• [Task goal]:
Only the images are to be dropped; the records themselves must be repeated exactly.
-- Data for this task follows --
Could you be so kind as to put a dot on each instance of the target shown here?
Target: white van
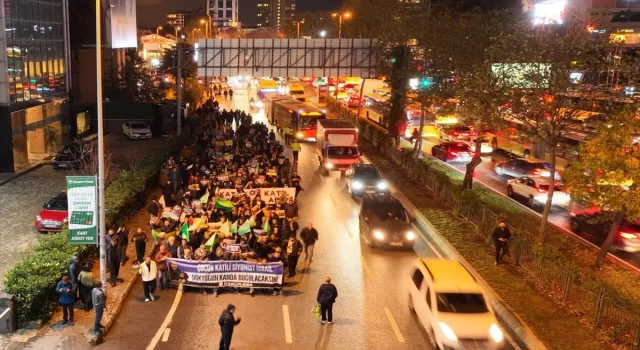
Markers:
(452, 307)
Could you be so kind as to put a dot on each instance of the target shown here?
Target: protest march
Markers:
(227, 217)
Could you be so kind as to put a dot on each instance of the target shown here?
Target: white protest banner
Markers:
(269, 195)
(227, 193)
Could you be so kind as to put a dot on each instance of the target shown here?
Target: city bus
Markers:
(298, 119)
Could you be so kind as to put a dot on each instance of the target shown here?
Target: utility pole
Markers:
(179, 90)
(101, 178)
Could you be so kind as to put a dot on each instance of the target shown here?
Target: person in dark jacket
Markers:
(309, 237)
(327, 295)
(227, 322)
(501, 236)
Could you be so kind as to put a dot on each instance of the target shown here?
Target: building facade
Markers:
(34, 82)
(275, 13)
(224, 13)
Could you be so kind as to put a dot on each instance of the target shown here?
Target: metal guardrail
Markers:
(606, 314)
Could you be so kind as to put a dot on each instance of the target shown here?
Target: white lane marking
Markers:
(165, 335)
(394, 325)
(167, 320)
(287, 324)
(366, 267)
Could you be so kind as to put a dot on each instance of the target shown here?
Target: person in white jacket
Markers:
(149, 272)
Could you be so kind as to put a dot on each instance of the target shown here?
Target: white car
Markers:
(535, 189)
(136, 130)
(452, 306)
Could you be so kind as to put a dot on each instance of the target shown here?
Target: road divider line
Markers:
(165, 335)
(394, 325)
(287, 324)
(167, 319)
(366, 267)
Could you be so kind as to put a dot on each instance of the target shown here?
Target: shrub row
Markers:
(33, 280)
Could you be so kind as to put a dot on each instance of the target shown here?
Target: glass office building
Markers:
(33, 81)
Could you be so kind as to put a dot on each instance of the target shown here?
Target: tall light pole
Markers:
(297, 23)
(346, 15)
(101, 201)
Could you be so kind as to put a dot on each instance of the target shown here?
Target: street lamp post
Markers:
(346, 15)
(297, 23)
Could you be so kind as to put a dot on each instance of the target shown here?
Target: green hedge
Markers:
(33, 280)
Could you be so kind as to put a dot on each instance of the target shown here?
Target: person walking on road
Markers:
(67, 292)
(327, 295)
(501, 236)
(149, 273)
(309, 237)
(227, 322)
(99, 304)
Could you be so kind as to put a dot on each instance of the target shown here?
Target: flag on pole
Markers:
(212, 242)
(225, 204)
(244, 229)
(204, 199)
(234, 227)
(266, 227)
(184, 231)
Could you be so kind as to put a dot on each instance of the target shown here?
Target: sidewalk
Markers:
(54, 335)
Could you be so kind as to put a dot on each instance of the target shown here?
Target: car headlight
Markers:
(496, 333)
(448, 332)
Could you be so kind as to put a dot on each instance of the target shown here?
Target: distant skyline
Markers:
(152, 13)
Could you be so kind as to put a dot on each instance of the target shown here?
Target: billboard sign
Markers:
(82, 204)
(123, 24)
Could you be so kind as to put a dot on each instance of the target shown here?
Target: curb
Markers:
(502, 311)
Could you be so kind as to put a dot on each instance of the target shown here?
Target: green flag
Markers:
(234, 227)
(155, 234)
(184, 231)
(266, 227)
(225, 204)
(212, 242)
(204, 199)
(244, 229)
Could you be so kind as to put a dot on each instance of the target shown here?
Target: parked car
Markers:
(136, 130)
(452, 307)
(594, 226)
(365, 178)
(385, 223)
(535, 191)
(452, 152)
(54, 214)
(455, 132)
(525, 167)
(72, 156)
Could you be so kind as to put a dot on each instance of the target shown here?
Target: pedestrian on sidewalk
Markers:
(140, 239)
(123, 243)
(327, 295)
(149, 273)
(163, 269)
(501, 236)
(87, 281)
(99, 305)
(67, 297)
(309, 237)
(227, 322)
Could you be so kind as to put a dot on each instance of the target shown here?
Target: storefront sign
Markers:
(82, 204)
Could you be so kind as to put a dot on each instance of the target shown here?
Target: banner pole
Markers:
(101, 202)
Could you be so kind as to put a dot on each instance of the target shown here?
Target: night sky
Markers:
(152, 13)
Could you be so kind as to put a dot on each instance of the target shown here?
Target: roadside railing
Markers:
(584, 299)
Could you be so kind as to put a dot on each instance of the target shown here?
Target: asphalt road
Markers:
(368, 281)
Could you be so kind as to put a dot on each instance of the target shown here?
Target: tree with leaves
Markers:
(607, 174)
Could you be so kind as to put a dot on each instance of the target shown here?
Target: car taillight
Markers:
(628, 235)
-- Data for this task concluded --
• [Solved exercise]:
Could you be so kind as to put a dot on each instance of the target shown here?
Target: white van
Markers:
(452, 307)
Could you be so kind as to put a dot on each instance of the target shown here?
Target: protest march
Markers:
(227, 217)
Could you be so kind as to put a dot on each instance of the target shown here?
Target: white protest banner
Markers:
(269, 195)
(227, 193)
Could you be so kind as to put a dot on each instance of the target shown here?
Target: city bus
Markers:
(298, 119)
Could you be so kind as to put a dot on each instance of the target shown here?
Target: utility pole
Markers:
(179, 90)
(101, 178)
Could you be so kind as to put a dot on each instance of the target shown here?
Target: person in dark jacket
Markers:
(309, 237)
(327, 295)
(227, 322)
(501, 236)
Could you be so kind as to put a dot on each instance of the target shown here?
Target: building facade
Markers:
(34, 82)
(275, 13)
(224, 13)
Could you be so kind as to put a dot on each instance of the target shown here?
Target: metal guardrail
Markers:
(606, 314)
Could you be so kind as to put a dot on each instance of the target shown here?
Target: white lane marking
Markers:
(165, 335)
(394, 325)
(167, 320)
(287, 324)
(366, 267)
Could you be so kind as to put a dot on each instance of the target shown here?
Target: person in white jacket
Markers:
(149, 272)
Could you be so kind as to put a dot on each instance of the target shown here?
Target: white car
Markers:
(535, 189)
(136, 130)
(452, 306)
Could you be so kind as to put a dot on each instance of the target shown here?
Target: road divider line
Markers:
(165, 335)
(394, 325)
(287, 324)
(167, 319)
(366, 267)
Could you be so kind as to put a dot on each instance of the target shown here?
Target: shrub row
Markers:
(33, 280)
Could you be so kind as to put a dot on each instance of the target shown here?
Target: glass office building
Markers:
(33, 81)
Could you be so kind as to put a dot on each instance of the target shown here?
Target: tall light pole
Markers:
(297, 23)
(346, 15)
(101, 201)
Could you be so kind as to put a dot on each instance of the target shown here?
Target: street lamp post
Markers:
(346, 15)
(297, 23)
Could you be so kind as to put a dot on each instance of the target shown here?
Target: green hedge
Markers:
(33, 280)
Could you be so kind as to put a dot on each instance of the target shown here?
Target: person walking on road
Markers:
(67, 292)
(327, 295)
(501, 236)
(149, 273)
(309, 237)
(227, 322)
(99, 304)
Could you be so kind as to put a dot on each instance of the target shown here?
Target: flag on pole
Markers:
(212, 242)
(225, 204)
(244, 229)
(204, 199)
(234, 227)
(266, 227)
(184, 231)
Could you be so kind as to put a dot on each instance of the target shown here?
Target: sidewalk
Markers:
(54, 335)
Could you be so kind as to put a dot on each instance of the target shown here?
Target: car headlight
Markers:
(496, 333)
(448, 332)
Could you be so kind as to put a dot on each instance of the target shown here?
Target: distant skyline
Markers:
(152, 13)
Could you be so kind as to put a dot on each instance of the target shown here?
Target: billboard sign
Markers:
(82, 204)
(123, 24)
Could you be so kind as to put a dot on each instance of the target shown here?
Target: curb
Markers:
(502, 311)
Could you be so kind as to put a dot on each instance of the target shown here?
Target: green flag
Markers:
(234, 227)
(155, 234)
(184, 231)
(266, 227)
(225, 204)
(212, 242)
(204, 199)
(244, 229)
Could you be so kind as to put a dot on each instance of the target shown here?
Target: parked car
Markers:
(136, 130)
(452, 307)
(594, 226)
(365, 178)
(385, 223)
(535, 191)
(452, 152)
(54, 214)
(455, 132)
(525, 167)
(72, 156)
Could you be so kind as to put a dot on each instance of the target shown here?
Target: pedestrian on sidewalk
Markers:
(140, 239)
(123, 243)
(327, 295)
(149, 273)
(163, 269)
(501, 236)
(87, 281)
(99, 305)
(67, 297)
(309, 237)
(227, 322)
Could you be so kind as to put a dot on each instance of the target shown here?
Target: storefront sign
Markers:
(82, 204)
Could you be so kind as to put a dot on each instance of the target shown here?
Target: banner pole
Markers:
(101, 202)
Could you be so kind as to put a dot on each instance of the target shown here?
Target: night sky
Markers:
(152, 13)
Could you be so kind as to put a dot on each instance of the target shown here?
Target: roadside railing
Markers:
(584, 299)
Could you be so kind as to put a dot on each instance of the target shown here?
Target: asphalt road
Markers:
(368, 281)
Could you be so kind as to put a dot on each instance of the target shown here?
Target: tree with leaves
Markers:
(607, 174)
Could you be so kind as to put a dot on each instance of the target shown here?
Target: car taillight
Markers:
(628, 235)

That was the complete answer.